** TEXT PROVIDED **
I think part of her was, like, jealous that I suddenly had freedom to figure it out. I think part of her was questioning whether or not she should leave her job so that she can do something else. I think part of her was like, “I don’t know who you are when you’re not LGO CEO of the search firm. Like, where do I refile you?” I was like a hanging chad, like she didn’t know what to do with me, and I think people want that shortcut.

So, I think a lot of times when we ask people for advice, they rush us to solution because they’re uncomfortable sitting in the discomfort with us. In 2021, I was very, very ill, like I didn’t know if I was going to see 2022. Like, ten months of chemotherapy. It was a bad year. And I had so many people that were like, “Oh, you’re going to be just fine. You’re going to get through it.” And as soon as I was through it in remission, it was like, “It’s behind you. It’s never coming back.”

And, finally, I had to turn to some of those people and say, “You know, when you tell me in the middle of it, or just after it when I’m still processing it, that it’s all fine and it’s over, you’re actually discounting me and my emotions, and needing to actually understand what happened. And I understand that you’re not comfortable with me saying, ‘Yeah, I’m a little worried that maybe it’ll come back.’ But just because you’re not comfortable, doesn’t mean you get to steal that away from me. Like, if you’re not comfortable sitting in my discomfort with me, you can go. It’s fine. You can leave.”

But that people feel the same way, whether it’s about health, whether it’s about divorce, whether it’s about unemployment, like whatever the sticky thing is, it’s kind of I just want to say to people, “You can just say, ‘Oh, that seems really hard. I’m sorry you’re going through that,’ or, ‘That seems an adventure. I can’t wait to see what you do next.’”

** RECORDS SHOWN **
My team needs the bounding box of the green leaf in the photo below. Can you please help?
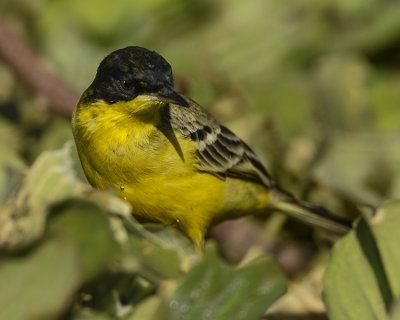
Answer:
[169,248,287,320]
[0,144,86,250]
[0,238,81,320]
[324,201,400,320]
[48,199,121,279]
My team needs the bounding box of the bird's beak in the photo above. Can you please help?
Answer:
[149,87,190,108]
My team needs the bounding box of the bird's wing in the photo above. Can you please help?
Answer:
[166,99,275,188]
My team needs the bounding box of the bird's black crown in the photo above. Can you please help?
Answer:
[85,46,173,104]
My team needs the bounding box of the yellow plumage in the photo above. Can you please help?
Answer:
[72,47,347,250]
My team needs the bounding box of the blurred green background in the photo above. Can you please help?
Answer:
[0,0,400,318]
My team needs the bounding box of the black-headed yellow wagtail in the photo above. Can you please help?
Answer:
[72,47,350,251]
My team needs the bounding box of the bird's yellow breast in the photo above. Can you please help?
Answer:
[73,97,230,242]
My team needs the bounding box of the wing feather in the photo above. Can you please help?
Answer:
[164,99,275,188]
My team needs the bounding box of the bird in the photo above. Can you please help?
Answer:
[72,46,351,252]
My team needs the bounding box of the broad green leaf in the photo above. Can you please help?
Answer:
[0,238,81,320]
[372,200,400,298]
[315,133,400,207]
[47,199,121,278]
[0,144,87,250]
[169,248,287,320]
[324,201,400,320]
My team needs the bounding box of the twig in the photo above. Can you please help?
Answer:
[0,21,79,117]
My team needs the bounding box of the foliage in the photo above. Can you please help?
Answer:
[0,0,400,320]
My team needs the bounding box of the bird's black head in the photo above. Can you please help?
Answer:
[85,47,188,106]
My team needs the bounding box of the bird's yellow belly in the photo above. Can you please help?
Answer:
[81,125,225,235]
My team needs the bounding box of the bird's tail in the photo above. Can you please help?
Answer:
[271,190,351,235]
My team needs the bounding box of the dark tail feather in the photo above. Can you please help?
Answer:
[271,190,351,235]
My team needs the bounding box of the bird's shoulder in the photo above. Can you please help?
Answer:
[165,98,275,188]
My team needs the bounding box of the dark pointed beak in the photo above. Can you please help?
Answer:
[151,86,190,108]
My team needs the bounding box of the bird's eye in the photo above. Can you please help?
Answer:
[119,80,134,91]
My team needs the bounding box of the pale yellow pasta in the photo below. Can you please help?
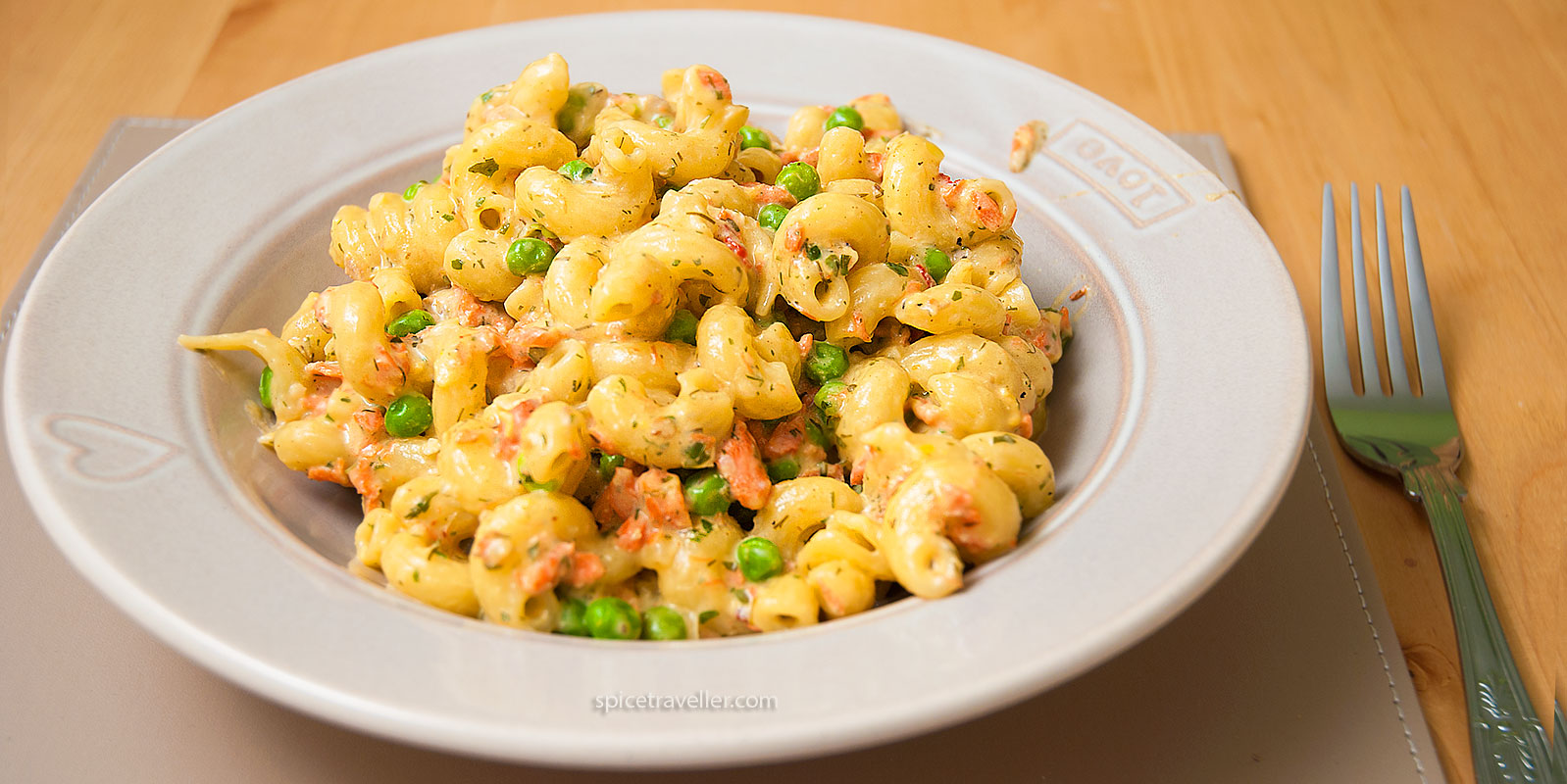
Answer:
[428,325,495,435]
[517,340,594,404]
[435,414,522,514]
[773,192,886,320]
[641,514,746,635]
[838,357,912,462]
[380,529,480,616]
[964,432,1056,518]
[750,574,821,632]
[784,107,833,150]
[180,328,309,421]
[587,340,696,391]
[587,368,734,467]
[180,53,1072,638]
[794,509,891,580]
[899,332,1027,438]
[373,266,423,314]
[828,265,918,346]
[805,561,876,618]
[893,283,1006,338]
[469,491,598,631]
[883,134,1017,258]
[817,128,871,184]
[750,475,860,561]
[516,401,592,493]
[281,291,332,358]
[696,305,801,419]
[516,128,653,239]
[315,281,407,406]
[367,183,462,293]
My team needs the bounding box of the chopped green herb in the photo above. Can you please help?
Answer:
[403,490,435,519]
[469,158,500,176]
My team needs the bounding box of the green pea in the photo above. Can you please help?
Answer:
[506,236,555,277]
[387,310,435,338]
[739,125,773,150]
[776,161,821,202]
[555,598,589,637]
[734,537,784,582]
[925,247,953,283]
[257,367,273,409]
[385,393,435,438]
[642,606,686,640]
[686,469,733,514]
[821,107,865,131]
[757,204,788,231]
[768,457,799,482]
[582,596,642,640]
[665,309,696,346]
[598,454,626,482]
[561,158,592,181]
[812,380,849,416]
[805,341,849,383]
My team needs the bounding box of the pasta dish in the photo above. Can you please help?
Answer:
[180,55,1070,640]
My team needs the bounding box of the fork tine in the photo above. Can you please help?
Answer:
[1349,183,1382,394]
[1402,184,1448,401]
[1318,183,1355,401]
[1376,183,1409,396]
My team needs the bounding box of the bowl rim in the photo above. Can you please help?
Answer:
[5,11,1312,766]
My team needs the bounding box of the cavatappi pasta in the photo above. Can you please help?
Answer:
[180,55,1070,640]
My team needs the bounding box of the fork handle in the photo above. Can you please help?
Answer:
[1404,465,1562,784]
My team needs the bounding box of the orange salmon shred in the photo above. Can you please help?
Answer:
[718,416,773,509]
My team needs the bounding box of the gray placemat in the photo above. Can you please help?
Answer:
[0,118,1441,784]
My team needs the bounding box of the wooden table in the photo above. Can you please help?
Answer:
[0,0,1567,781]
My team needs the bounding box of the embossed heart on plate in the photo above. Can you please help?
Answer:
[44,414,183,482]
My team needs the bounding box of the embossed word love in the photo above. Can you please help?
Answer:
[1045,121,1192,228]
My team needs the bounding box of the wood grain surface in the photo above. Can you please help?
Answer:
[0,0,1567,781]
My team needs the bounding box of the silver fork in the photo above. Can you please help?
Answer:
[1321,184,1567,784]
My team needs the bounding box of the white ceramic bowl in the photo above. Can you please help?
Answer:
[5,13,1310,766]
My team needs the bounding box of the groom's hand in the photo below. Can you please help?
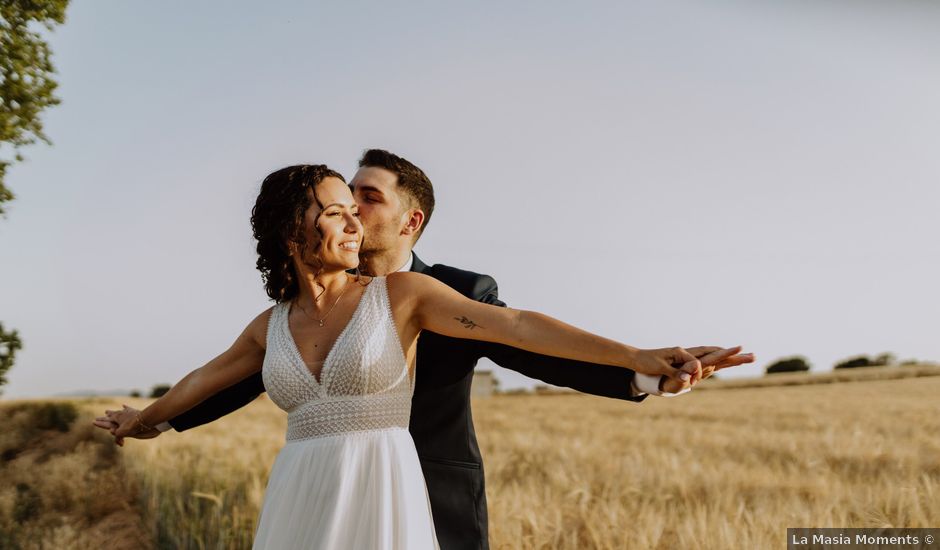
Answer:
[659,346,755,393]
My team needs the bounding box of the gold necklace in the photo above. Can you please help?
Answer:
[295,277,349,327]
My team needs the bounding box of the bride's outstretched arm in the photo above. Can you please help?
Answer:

** WHAT YOU HAVE TO DO **
From the passage about advice during hard times, copy out the stretch from "I think part of her was, like, jealous" through "want that shortcut." word for word.

** SOLUTION FOR THIS TASK **
I think part of her was, like, jealous that I suddenly had freedom to figure it out. I think part of her was questioning whether or not she should leave her job so that she can do something else. I think part of her was like, “I don’t know who you are when you’re not LGO CEO of the search firm. Like, where do I refile you?” I was like a hanging chad, like she didn’t know what to do with me, and I think people want that shortcut.